● What to work on
Only some lines are wanted. Transcribe, exactly, the lines below from the line with "Target: brown dog" up to and including the line with "Note to the class: find each instance of the meadow".

● Records to process
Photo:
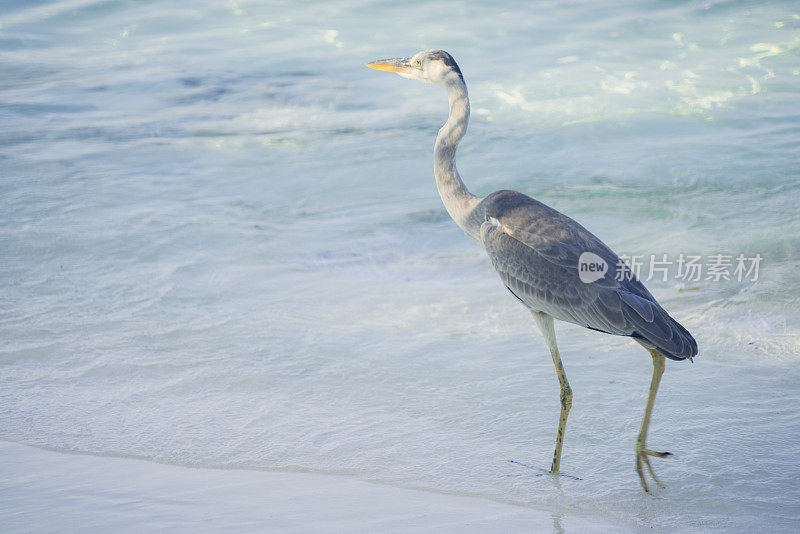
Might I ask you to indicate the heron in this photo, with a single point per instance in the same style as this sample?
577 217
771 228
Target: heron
552 265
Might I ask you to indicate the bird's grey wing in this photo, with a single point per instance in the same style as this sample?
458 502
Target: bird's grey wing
536 251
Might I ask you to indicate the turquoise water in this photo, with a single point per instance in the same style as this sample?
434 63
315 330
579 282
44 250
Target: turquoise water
222 244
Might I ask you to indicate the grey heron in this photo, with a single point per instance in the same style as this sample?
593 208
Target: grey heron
538 253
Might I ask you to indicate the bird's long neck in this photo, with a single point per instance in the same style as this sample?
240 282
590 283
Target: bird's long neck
458 201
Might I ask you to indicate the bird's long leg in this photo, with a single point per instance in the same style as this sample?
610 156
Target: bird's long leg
545 323
642 452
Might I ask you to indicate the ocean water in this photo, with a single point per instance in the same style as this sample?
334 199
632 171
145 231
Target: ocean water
221 244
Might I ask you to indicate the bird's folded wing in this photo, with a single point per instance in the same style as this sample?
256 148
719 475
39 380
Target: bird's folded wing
538 261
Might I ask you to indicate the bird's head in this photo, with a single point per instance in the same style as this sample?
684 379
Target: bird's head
430 66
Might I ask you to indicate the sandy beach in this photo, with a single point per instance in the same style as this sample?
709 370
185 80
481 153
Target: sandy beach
47 491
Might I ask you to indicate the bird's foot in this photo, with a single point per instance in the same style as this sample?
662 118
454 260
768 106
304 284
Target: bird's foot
642 458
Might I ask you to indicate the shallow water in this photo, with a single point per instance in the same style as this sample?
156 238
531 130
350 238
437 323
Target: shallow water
222 244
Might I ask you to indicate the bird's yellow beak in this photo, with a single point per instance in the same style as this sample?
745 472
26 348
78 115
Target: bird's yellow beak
400 65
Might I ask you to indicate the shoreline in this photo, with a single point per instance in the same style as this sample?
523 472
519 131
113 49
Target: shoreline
46 490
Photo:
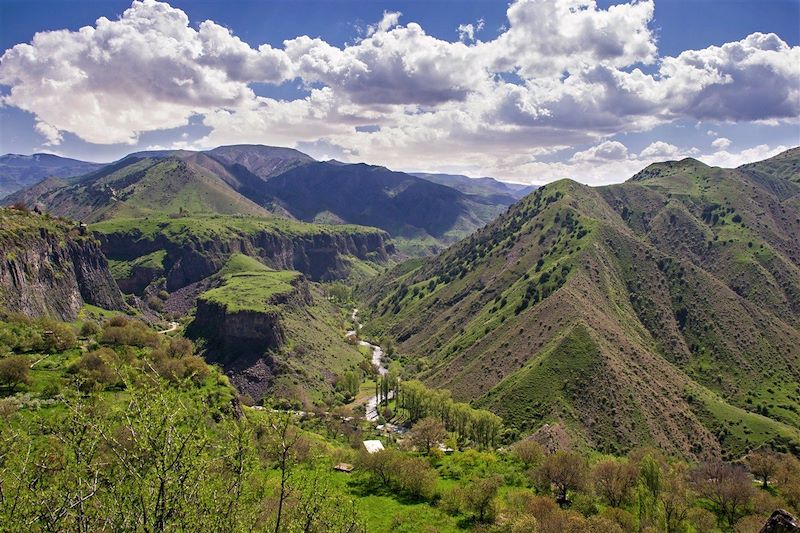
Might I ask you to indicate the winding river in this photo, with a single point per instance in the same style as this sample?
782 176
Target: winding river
371 411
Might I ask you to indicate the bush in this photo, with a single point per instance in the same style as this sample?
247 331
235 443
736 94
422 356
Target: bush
89 329
14 370
155 303
56 336
92 369
132 333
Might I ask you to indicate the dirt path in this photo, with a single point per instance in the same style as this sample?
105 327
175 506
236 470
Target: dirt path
172 327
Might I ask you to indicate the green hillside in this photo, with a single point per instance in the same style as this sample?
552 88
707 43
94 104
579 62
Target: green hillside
645 312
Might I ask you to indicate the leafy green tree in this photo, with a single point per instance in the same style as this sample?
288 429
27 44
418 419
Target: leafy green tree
480 495
14 371
565 471
427 433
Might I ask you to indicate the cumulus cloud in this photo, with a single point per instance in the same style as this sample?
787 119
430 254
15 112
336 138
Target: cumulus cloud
660 150
561 73
146 71
51 134
605 151
726 159
721 143
757 78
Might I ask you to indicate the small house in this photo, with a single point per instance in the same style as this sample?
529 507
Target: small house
373 446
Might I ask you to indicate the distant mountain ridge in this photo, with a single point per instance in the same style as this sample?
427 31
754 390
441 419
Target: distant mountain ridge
264 181
20 171
661 311
486 187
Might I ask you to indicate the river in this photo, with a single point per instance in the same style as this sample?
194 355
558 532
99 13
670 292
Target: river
371 410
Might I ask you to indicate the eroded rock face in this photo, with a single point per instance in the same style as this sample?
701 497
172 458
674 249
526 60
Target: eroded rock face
781 522
242 341
54 274
319 256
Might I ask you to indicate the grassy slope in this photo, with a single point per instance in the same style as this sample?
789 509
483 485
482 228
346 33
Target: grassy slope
147 186
204 233
209 227
315 351
633 280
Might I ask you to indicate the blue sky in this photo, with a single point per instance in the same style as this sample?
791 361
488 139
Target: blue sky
493 98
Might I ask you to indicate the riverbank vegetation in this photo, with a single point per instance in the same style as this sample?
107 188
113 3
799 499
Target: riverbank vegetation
114 426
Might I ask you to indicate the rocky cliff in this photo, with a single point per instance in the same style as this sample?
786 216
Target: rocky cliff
197 248
52 267
273 332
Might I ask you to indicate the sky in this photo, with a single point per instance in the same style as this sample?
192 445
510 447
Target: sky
528 91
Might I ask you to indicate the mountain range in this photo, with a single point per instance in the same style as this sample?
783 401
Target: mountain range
253 180
664 310
20 171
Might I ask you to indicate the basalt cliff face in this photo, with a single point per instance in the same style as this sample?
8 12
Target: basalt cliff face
232 334
192 255
52 267
286 343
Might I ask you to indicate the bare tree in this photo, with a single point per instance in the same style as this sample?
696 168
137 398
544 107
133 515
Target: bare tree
727 486
565 471
427 433
528 452
613 480
763 464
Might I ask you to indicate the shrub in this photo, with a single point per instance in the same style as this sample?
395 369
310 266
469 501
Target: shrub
14 370
479 497
528 452
89 329
563 470
155 303
92 369
56 336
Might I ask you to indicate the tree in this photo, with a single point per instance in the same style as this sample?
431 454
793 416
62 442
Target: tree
415 476
427 433
380 465
14 370
763 465
788 479
56 336
317 507
285 446
648 490
613 480
528 452
727 486
479 496
676 498
565 471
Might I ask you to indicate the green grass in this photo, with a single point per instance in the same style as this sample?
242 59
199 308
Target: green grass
185 230
239 263
741 430
251 291
549 382
122 269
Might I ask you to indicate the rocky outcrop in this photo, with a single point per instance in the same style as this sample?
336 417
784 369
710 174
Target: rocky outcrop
320 256
243 342
51 267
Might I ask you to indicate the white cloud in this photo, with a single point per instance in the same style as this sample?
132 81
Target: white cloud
51 134
387 22
660 150
721 143
605 151
146 71
726 159
562 73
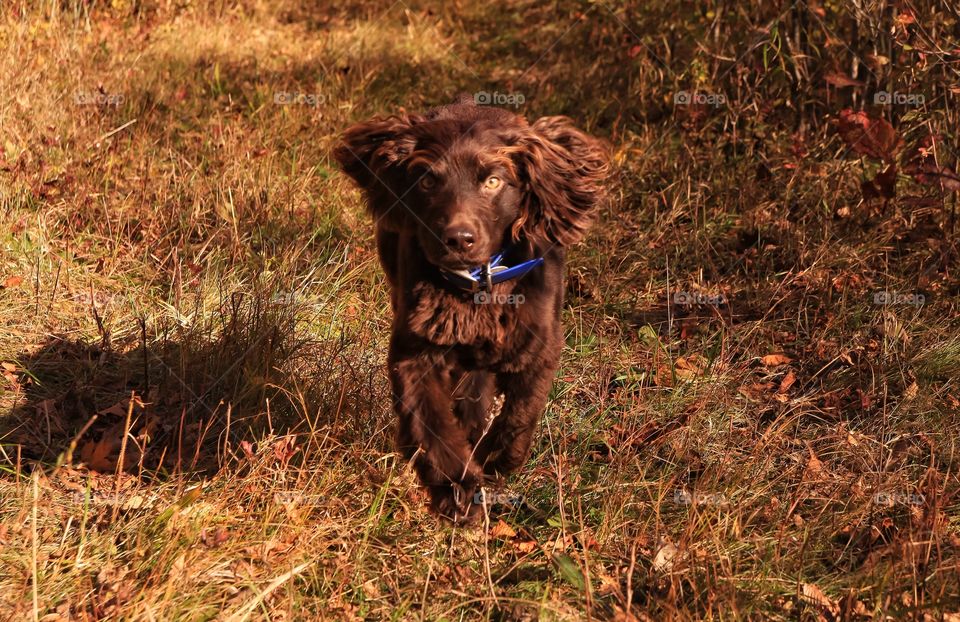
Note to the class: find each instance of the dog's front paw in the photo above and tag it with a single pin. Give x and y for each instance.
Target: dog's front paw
(454, 502)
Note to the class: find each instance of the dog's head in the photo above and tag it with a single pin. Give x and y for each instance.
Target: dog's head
(467, 178)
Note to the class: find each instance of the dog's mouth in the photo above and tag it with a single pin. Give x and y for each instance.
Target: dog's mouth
(454, 263)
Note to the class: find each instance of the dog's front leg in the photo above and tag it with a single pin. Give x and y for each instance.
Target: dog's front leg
(507, 443)
(430, 434)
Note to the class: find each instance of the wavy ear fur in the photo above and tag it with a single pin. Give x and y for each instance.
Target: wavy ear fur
(565, 171)
(372, 154)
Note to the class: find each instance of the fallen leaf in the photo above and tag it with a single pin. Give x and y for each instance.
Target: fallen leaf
(502, 530)
(663, 560)
(772, 360)
(787, 381)
(840, 80)
(569, 570)
(812, 594)
(870, 136)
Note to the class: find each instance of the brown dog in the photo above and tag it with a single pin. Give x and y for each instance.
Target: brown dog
(473, 208)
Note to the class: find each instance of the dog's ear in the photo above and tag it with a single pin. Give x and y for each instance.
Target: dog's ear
(372, 153)
(565, 173)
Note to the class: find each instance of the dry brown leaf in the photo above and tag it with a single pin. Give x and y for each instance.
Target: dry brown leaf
(815, 596)
(787, 381)
(502, 530)
(869, 136)
(663, 560)
(777, 358)
(527, 546)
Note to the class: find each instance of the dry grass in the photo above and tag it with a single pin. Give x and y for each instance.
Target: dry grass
(182, 268)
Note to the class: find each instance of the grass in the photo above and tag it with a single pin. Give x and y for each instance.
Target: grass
(194, 415)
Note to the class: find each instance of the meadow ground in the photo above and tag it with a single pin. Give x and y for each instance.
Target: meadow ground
(756, 415)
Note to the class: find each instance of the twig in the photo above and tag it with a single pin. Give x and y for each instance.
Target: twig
(244, 612)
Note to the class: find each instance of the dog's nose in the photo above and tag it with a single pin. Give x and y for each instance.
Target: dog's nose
(458, 238)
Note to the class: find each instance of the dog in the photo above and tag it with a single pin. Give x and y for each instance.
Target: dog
(473, 210)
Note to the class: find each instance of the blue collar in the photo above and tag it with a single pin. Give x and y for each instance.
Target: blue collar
(486, 276)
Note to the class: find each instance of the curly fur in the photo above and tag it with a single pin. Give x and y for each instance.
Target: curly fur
(449, 355)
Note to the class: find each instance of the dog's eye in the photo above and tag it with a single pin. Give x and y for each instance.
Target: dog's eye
(492, 183)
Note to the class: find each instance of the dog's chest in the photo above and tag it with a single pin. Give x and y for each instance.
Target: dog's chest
(486, 320)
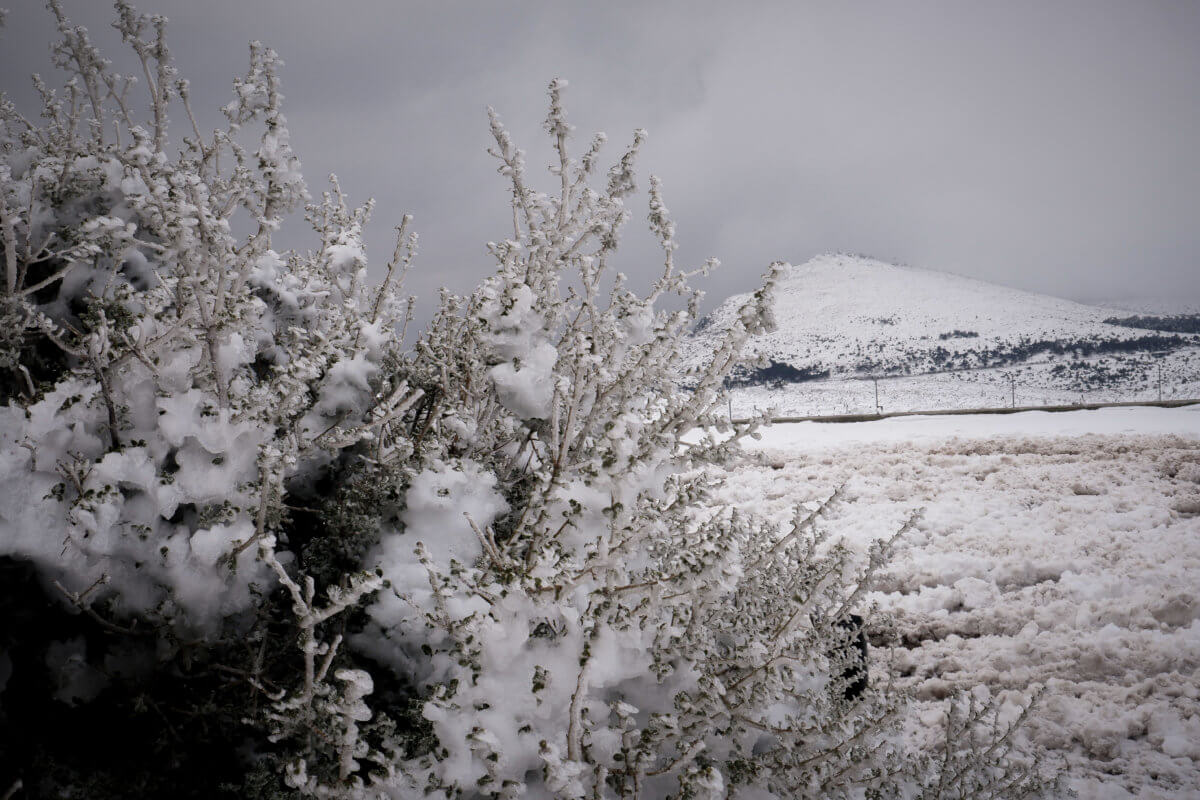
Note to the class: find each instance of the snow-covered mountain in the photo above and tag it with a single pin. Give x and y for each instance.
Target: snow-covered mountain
(945, 341)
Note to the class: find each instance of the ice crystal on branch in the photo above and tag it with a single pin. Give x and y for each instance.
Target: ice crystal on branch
(497, 551)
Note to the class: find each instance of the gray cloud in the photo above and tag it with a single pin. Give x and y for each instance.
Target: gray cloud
(1049, 146)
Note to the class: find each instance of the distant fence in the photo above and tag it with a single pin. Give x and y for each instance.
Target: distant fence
(1009, 409)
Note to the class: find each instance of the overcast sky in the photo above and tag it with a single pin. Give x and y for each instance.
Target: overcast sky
(1051, 146)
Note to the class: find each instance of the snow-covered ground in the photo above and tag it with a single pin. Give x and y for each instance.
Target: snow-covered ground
(1033, 384)
(1057, 552)
(940, 341)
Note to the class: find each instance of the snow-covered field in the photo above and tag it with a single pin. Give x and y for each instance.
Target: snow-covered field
(1057, 552)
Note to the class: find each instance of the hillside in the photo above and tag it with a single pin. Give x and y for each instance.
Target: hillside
(943, 341)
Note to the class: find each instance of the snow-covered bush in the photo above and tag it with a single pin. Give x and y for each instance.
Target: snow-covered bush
(485, 565)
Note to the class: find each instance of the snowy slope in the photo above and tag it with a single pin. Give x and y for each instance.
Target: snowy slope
(941, 341)
(1062, 564)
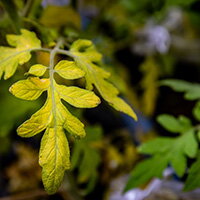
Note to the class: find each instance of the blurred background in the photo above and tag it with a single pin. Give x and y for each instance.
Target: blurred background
(142, 42)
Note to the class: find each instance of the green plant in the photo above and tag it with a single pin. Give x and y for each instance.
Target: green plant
(54, 118)
(174, 151)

● Answer box
Target: brown dog
(473, 208)
Note to the class: find each instance of the dog's ear in the photo above and tag it with a single pin. Give x and y for each instance.
Target: dog's ear
(372, 153)
(565, 173)
Note to the class: find each instance of the dry brown leaf in the photo above and tag it with a single pin. Give x and y for each instance.
Target: dry brown leaf
(815, 596)
(787, 381)
(502, 530)
(869, 136)
(663, 560)
(777, 358)
(527, 546)
Note to the class: find each instance of the dry grass in the photo above and tag it with a single pin. Give x and y for each instance.
Target: dry grass
(182, 268)
Note to the class: find each instance of the grass in the photo above and tag it with a single pin. Give x and y for each instance.
Target: grass
(194, 415)
Note to the class: find each instance of the meadow ground in the photo above and tag it with a single pin. Give x and y for each instance.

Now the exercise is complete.